[Entries from a pointing dataset]
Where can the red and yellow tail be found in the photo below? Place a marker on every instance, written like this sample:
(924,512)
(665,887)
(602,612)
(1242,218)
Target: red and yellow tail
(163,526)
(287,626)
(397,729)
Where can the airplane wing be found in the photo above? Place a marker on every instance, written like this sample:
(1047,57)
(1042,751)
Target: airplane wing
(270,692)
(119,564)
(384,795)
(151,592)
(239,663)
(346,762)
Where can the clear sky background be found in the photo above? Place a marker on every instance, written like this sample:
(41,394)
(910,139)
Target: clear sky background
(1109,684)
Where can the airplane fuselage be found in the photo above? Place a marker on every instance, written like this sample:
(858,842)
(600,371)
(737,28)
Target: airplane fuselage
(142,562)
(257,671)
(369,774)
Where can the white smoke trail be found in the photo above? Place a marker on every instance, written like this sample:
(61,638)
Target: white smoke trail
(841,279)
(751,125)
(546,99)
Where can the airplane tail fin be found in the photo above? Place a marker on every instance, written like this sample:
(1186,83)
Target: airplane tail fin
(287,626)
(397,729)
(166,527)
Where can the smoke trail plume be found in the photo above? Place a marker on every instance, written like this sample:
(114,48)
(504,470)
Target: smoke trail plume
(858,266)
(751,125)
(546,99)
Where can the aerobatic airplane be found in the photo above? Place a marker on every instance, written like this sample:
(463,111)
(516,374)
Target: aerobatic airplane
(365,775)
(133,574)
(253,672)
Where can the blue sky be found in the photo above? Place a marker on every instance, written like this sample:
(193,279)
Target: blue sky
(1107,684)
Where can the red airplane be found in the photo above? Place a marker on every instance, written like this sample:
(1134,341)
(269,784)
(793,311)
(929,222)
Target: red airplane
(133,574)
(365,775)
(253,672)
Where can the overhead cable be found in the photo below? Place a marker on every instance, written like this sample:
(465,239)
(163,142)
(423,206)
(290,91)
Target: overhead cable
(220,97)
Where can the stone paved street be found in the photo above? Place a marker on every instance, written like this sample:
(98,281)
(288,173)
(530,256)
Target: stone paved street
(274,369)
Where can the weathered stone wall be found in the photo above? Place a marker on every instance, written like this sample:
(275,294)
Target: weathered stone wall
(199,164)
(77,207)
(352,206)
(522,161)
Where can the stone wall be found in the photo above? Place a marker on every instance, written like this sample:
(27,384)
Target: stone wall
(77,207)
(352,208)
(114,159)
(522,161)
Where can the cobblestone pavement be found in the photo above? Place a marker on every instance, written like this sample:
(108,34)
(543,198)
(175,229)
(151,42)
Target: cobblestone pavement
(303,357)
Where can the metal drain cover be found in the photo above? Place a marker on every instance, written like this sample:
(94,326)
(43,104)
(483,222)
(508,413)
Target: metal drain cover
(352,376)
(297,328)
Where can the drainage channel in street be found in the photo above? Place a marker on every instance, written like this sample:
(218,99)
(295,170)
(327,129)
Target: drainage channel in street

• [WORK TO DO] Reproduce all of the rows above word for word, with no changes.

• [RIGHT ANSWER]
Where can the red and yellow tail be found in the photo below? Place a marker on every instance, written like this sample:
(924,512)
(665,887)
(602,612)
(1242,218)
Target: red and yellow tail
(163,526)
(287,626)
(397,729)
Where can the airplane wing be found in the photo above? Place a marker on every instance, written like this sample:
(1047,57)
(1042,751)
Target: airplane wing
(270,692)
(119,564)
(384,795)
(151,592)
(239,663)
(346,762)
Where can the clear sky background be found in the photo above? Place a marker on every instance, written like this sample:
(41,394)
(910,139)
Target: clear sky background
(1109,684)
Where can the airplane fuselage be found in the photo above? Place a marker on every instance, written like this sample:
(858,842)
(600,371)
(737,28)
Target: airplane fuselage
(142,562)
(257,671)
(369,774)
Where can the white smoke trail be found in the photo above? Place a marker on every instance, written like this sample:
(61,638)
Target: white smoke trail
(841,279)
(751,125)
(546,99)
Where can the airplane tail fin be found in the photo above? Place a marker on every instance, written like this sample:
(1186,83)
Target: airplane tail fin
(287,626)
(397,729)
(166,527)
Where can the smoke trail plume be found in the photo above? Place a marker on every instance, written like this sample:
(114,48)
(504,470)
Target: smoke trail plume
(858,266)
(751,125)
(546,99)
Where can the aerobatic airplane be found in the photo above? Place a marker on every instance, written like this sample:
(463,111)
(516,374)
Target: aerobatic airplane
(365,775)
(133,574)
(253,672)
Where can the blue sky be found in the photo above? Place a marker on every instance, written like this sample:
(193,279)
Target: blue sky
(1107,684)
Where can the red airplane be found in the photo above? Place a marker on every instance, written like this sample:
(1134,341)
(269,784)
(793,311)
(929,222)
Target: red airplane
(133,574)
(365,775)
(253,672)
Where can the overhead cable be found in the photo below? Place a marker on every instance, written like this sample:
(465,239)
(163,142)
(423,206)
(290,91)
Target: overhead cable
(220,97)
Where can the stone paved street be found in the photo above? Place a marker on every instance, written like this sample:
(98,281)
(288,173)
(530,256)
Target: stone paved street
(274,369)
Where can the weathered stone wall be found in the photo above? Place a marker on every instance, written like this sample:
(275,294)
Target: weathered stone wall
(199,164)
(77,207)
(352,206)
(522,161)
Where can the stone wall be found in the photo above? Place a marker on every instance, written like this sample:
(27,384)
Target: stone wall
(77,207)
(352,208)
(114,159)
(522,161)
Where can the cobblestone pavement be found in the photo above? Place a marker on every instance, written like this sample:
(108,34)
(543,198)
(175,229)
(151,42)
Target: cobblestone pavement
(303,357)
Where can the metal drain cover be found in the photo above? Place a marker on every instance, written like this sample:
(94,326)
(43,104)
(483,222)
(508,413)
Target: metal drain cover
(352,376)
(297,328)
Where can the drainage channel in street be found in the photo above? Place a marker on every instance, written like this sample:
(218,99)
(295,170)
(327,129)
Target: drainage channel in street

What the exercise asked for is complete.